PASSAGE TO READ>
══════
SECURITIES AND EXCHANGE COMMISSION

Washington, D.C. 20549

 

FORM 8-K

 

CURRENT REPORT

 

PURSUANT TO SECTION 13 OR 15(d) OF THE

SECURITIES EXCHANGE ACT OF 1934

 

Date of Report (Date of earliest event reported): February 22, 2024

 

SIZZLE ACQUISITION CORP.

(Exact name of registrant as specified in its charter)

 

Delaware   001-41005   85-3418600
(State or other jurisdiction
of incorporation)
  (Commission File Number)   (IRS Employer
Identification No.)

 

4201 Georgia Avenue, NW

Washington, DC 20011

(Address of principal executive offices, including zip code)

 

Registrant’s telephone number, including area code: (202) 846-0300

 

Not Applicable

(Former name or former address, if changed since last report)

 

Check the appropriate box below if the Form 8-K filing is intended to simultaneously satisfy the filing obligation of the registrant under any of the following provisions:

 

Written communications pursuant to Rule 425 under the Securities Act (17 CFR 230.425)

 

Soliciting material pursuant to Rule 14a-12 under the Exchange Act (17 CFR 240.14a-12)

 

Pre-commencement communications pursuant to Rule 14d-2(b) under the Exchange Act (17 CFR 240.14d-2(b))

 

Pre-commencement communications pursuant to Rule 13e-4(c) under the Exchange Act (17 CFR 240.13e-4(c))

 

Securities registered pursuant to Section 12(b) of the Act:

 

Title of Each Class   Trading Symbol(s)   Name of Each Exchange on Which
Registered
Units, each consisting of one share of common stock and one-half of one redeemable warrant   SZZLU   The Nasdaq Stock Market LLC
Common stock, par value $0.0001 per share   SZZL   The Nasdaq Stock Market LLC
Redeemable Warrants, each whole warrant exercisable for one share of common stock at an exercise price of $11.50 per share   SZZLW   The Nasdaq Stock Market LLC

 

Indicate by check mark whether the registrant is an emerging growth company as defined in Rule 405 of the Securities Act of 1933 (§230.405 of this chapter) or Rule 12b-2 of the Securities Exchange Act of 1934 (§240.12b-2 of this chapter).
══════
Output the portion of the Form 8-K filing text that begins at the words "Soliciting material pursuant" and stops after the words "(17 CFR 240.14d-2(b))", copying it exactly.

SOURCE MATERIAL>
══════
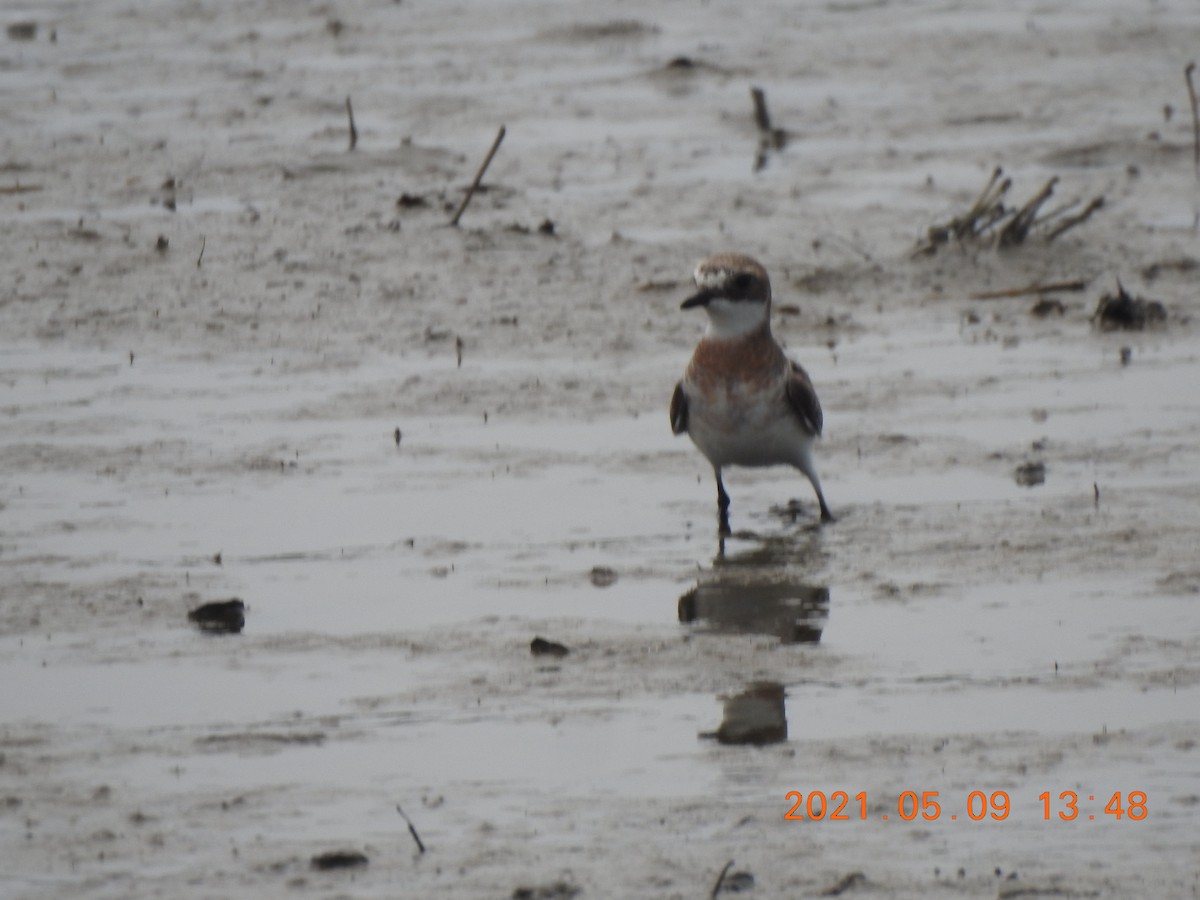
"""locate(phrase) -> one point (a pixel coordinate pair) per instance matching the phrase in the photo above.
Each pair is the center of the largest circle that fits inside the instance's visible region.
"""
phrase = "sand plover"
══════
OUTPUT FOR THIS TASK>
Soliciting material pursuant to Rule 14a-12 under the Exchange Act (17 CFR 240.14a-12)

 

Pre-commencement communications pursuant to Rule 14d-2(b) under the Exchange Act (17 CFR 240.14d-2(b))